Problem description :: Write out the records beneath this line exactly as they appear, minus any images.

Records supplied ::
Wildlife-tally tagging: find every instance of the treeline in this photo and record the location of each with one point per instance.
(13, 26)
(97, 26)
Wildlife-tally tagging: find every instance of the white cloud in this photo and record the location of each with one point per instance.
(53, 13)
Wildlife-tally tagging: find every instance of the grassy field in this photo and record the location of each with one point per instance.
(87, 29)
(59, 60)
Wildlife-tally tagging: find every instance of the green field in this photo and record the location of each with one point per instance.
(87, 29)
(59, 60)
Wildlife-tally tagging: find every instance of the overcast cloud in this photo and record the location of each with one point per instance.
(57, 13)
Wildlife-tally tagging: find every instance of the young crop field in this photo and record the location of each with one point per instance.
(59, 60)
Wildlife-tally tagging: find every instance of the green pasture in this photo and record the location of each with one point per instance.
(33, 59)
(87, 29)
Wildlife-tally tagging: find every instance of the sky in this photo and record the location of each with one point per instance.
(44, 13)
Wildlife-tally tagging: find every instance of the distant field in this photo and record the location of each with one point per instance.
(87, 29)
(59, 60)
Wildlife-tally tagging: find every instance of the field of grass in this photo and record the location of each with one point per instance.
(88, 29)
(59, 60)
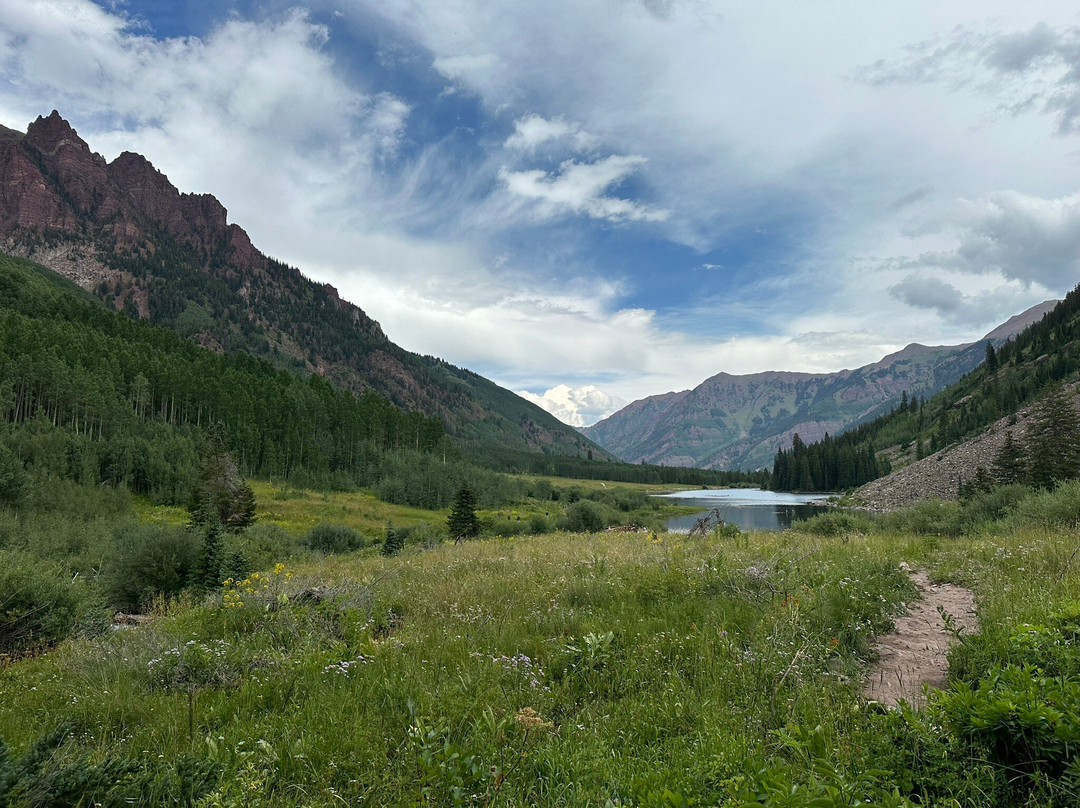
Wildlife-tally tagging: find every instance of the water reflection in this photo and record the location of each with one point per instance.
(747, 508)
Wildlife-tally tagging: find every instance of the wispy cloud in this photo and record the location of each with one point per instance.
(1037, 69)
(582, 188)
(532, 131)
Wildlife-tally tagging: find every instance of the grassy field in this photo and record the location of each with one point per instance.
(564, 670)
(297, 510)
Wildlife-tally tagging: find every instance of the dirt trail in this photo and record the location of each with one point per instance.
(914, 654)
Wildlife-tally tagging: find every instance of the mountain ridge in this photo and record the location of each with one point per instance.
(123, 230)
(732, 421)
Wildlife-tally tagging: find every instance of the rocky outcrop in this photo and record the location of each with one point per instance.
(125, 231)
(51, 182)
(939, 475)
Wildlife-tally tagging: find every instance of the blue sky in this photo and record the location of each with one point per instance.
(592, 201)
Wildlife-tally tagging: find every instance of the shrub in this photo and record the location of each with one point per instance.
(392, 541)
(985, 508)
(932, 517)
(836, 523)
(538, 523)
(583, 516)
(329, 539)
(1057, 508)
(149, 561)
(509, 527)
(38, 606)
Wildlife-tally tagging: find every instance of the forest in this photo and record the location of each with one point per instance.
(1013, 376)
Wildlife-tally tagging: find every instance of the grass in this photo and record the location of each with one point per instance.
(566, 670)
(649, 665)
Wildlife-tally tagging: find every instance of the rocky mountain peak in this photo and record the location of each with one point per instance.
(48, 135)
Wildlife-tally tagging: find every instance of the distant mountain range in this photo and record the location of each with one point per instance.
(740, 421)
(122, 230)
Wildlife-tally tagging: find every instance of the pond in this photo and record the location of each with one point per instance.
(751, 509)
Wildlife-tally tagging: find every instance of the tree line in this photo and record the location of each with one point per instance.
(91, 394)
(1011, 377)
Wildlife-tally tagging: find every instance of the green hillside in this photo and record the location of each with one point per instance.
(1013, 376)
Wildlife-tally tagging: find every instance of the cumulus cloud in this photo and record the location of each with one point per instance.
(928, 293)
(1022, 237)
(579, 406)
(532, 131)
(254, 110)
(581, 188)
(1034, 69)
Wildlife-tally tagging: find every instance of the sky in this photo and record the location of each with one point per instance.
(593, 201)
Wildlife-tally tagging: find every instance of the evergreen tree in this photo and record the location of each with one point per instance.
(1010, 463)
(211, 561)
(13, 479)
(393, 541)
(1053, 440)
(462, 522)
(221, 497)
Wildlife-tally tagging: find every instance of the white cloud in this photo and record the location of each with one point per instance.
(745, 120)
(581, 188)
(1037, 69)
(1021, 237)
(532, 131)
(928, 293)
(579, 406)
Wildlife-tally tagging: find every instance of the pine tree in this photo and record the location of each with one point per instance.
(1010, 463)
(462, 522)
(393, 541)
(210, 563)
(1053, 440)
(221, 497)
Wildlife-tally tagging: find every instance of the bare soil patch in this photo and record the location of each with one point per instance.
(914, 654)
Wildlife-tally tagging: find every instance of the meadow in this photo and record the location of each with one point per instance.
(568, 670)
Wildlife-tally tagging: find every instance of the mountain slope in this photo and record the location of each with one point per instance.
(739, 421)
(124, 231)
(935, 446)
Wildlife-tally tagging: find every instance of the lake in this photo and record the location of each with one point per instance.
(751, 509)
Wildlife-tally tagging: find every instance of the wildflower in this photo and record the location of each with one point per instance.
(529, 718)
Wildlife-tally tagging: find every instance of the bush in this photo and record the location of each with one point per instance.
(266, 543)
(932, 517)
(149, 561)
(836, 523)
(538, 524)
(985, 508)
(583, 516)
(509, 527)
(38, 606)
(1057, 508)
(329, 539)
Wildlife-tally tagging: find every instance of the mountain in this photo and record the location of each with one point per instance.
(740, 421)
(122, 230)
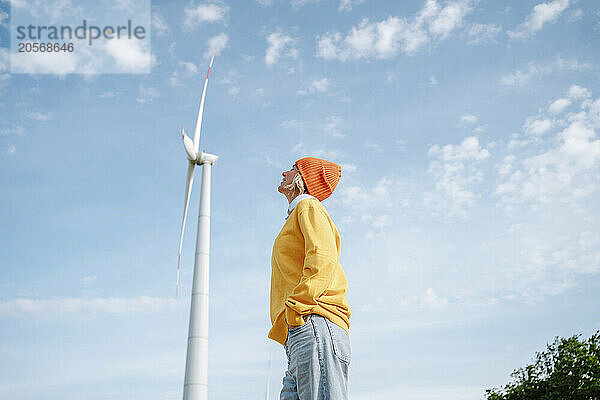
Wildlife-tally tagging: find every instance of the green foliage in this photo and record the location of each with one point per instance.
(568, 370)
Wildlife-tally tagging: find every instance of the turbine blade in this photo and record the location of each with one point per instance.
(201, 110)
(188, 190)
(189, 146)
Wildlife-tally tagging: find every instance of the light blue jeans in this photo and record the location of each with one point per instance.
(318, 354)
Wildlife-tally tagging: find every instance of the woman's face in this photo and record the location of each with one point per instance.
(288, 177)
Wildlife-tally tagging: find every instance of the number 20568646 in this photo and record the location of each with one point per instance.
(28, 47)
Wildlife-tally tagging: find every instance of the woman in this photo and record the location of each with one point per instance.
(309, 310)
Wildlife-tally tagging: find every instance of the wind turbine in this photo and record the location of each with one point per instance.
(196, 365)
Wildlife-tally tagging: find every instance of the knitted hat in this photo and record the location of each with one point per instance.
(320, 176)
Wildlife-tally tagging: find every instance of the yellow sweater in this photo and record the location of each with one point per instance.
(306, 276)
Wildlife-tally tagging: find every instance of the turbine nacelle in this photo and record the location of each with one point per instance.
(199, 157)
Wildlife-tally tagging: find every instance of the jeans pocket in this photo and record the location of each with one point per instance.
(299, 327)
(340, 341)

Worked solution ::
Wildlife-tally tagging: find every instance of the treeline in this photo and record the location of each with one point per instance.
(13, 26)
(97, 26)
Wildlife-tally tagging: find every instance of the white cloud in this photo and record the location of each with one point per instance.
(53, 13)
Wildlife-tally tagging: find every instance of the grassy field in this photo and record the location of each with one point per instance.
(87, 29)
(59, 60)
Wildlife-tally tagging: find every instance of the green field in this photo and record the location of each with one point per instance.
(87, 29)
(59, 60)
Wildlife-tally tagging: find every instance of the overcast cloud in this photo and record the location of each with one point per instance.
(57, 13)
Wildlife-tally tagging: find every instance of the young crop field in this photo and record the location of each with one point per instance.
(59, 60)
Wildlife-tally tagging: find every instance of the green pasture in this photo and record the location of each with one point per instance.
(33, 59)
(87, 29)
Wildlife-tally tagging: find every instance of the sky in this photo and record the location of each with one point per instance.
(44, 13)
Wildlife-tally tagging: find every instance of the distant field in this photo and record the location of each with one point per instance.
(87, 29)
(59, 60)
Wildlife-tally tagging: find every instance of the field of grass in this photo and record the location of each with one point per instance.
(88, 29)
(59, 60)
Wildlife-tally tagging: find every instance of the water reflection in this photo and record the location of each with one point per instance.
(747, 508)
Wildlife-tally tagging: find every instance of the wispy cloud in this photo and record the location of each with one point per instance.
(1037, 69)
(582, 188)
(532, 131)
Wildlife-tally tagging: find every instance of the grassy field in this photo and record the location of each with one point per instance.
(564, 670)
(297, 510)
Wildlife-tally tagging: find every instance of the dirt trail in this photo and record the location of each with one point per instance.
(914, 654)
Wildlife-tally tagging: find every instance of the mountain ridge in this photo and record the location of each with one point per instance.
(123, 230)
(732, 421)
Wildlife-tally tagging: find every instance of the rocky outcrop in this photo and record the location of each with one point per instance.
(125, 231)
(51, 182)
(939, 475)
Wildlife-tally tagging: find every instance of the blue sky in this photo and record the location of each with one point per instance.
(592, 201)
Wildlife-tally tagging: find every instance of the shrub in this photo and record the location of each with one point per instance.
(392, 541)
(985, 508)
(932, 517)
(836, 523)
(538, 523)
(583, 516)
(329, 539)
(1057, 508)
(149, 561)
(509, 527)
(38, 606)
Wildlife-tally tagging: find every instance of the forest in this photo and record the location of each with one point per instance.
(1013, 376)
Wildlife-tally tagging: find every instance of the grass in this photo and record the location of each with one point per instance.
(566, 670)
(649, 665)
Wildlife-tally tagging: find every instance of the rocky mountain peak in this photo and record the location of each with one point per instance.
(48, 135)
Wildlife-tally tagging: find every instance of the distant mountain range in this photo and record the location of each with one point per instance.
(740, 421)
(122, 230)
Wildlife-tally tagging: find every instance of the pond in this photo and record the location of each with one point per instance.
(751, 509)
Wildlife-tally tagging: find every instance of the tree line in this photo and record the location of each with one point per instance.
(91, 394)
(1011, 377)
Wildlife-tally tagging: find every instance of the green hillside in this photo and record the location of each with one point per instance.
(1013, 376)
Wildlife-tally tagging: find every instance of the cumulus cloud in this photo and record the location of each with one point per instance.
(928, 293)
(1022, 237)
(579, 406)
(532, 131)
(254, 110)
(581, 188)
(1034, 69)
Wildlife-tally tagging: find every instance of the sky in this photo and record the location of each with one point per instance.
(593, 201)
Wildlife-tally tagging: find every instance of the evergreen tree in this photo and record the location of each with one point per instance.
(1010, 463)
(211, 561)
(13, 479)
(393, 541)
(1053, 440)
(462, 522)
(221, 497)
Wildlife-tally tagging: find every instance of the white cloud in this photo and record the location of each with one point per instance.
(745, 120)
(581, 188)
(1037, 69)
(1021, 237)
(532, 131)
(928, 293)
(579, 406)
Wildlife-tally tagging: find every instance of the pine tree in this photo and record the location of each with one point per instance.
(1010, 463)
(462, 522)
(393, 541)
(210, 563)
(1053, 440)
(221, 497)
Wildlife-tally tagging: find every instance of the bare soil patch in this photo and record the location of each with one point per instance.
(914, 654)
Wildlife-tally tagging: find every instance of the meadow in this photo and record the location of each with one point per instance.
(568, 670)
Wildlife-tally tagging: find every instance of the mountain slope in this photo and record the location of each with one point per instance.
(739, 421)
(124, 231)
(935, 446)
Wildlife-tally tagging: find every instance of the lake in this photo and record the location of each with one point per instance.
(751, 509)
Wildlife-tally tagging: find every instance of the wildflower in this photo and record the location of each with one point per instance.
(529, 718)
Wildlife-tally tagging: find every instance of the bush in this photo and record the location of each with one point per instance.
(266, 543)
(932, 517)
(149, 561)
(836, 523)
(538, 524)
(985, 508)
(583, 516)
(509, 527)
(38, 606)
(1057, 508)
(329, 539)
Wildlife-tally tagging: find every instance of the mountain in this photo and record the location of each with one point per instance.
(740, 421)
(122, 230)
Wildlife-tally tagging: find every instance of the green foliage in this photo and record the location of each with one point per instance.
(568, 370)
Wildlife-tally tagging: find every instance of the turbine blade in this photo and record the location of each with one point per instance.
(201, 110)
(188, 190)
(189, 146)
Wildlife-tally tagging: find every instance of the light blue jeans in this photo and record the location of each with one point per instance.
(318, 354)
Wildlife-tally tagging: find every instance of the woman's face in this photo and record the location of each with one point per instance.
(288, 177)
Wildlife-tally tagging: find every instance of the number 20568646 in this photo and record the location of each with one point per instance.
(28, 47)
Wildlife-tally tagging: find every instance of the woman in this photo and record the location of each with one point per instance.
(309, 310)
Wildlife-tally tagging: find every instance of the wind turbine in this photo and record the location of each with one point per instance.
(196, 365)
Wildlife-tally tagging: find every instance of the knitted hat in this photo and record the location of each with one point per instance.
(320, 176)
Wildlife-tally tagging: find every instance of the yellow sweater in this photo and record the location of each with one point per instance.
(306, 276)
Wildlife-tally tagging: find every instance of the turbine nacelle in this photo and record the location of each with one point per instance.
(199, 157)
Wildlife-tally tagging: find every instance of the jeans pocket in this photo and record the location of each with one point per instance.
(299, 327)
(340, 341)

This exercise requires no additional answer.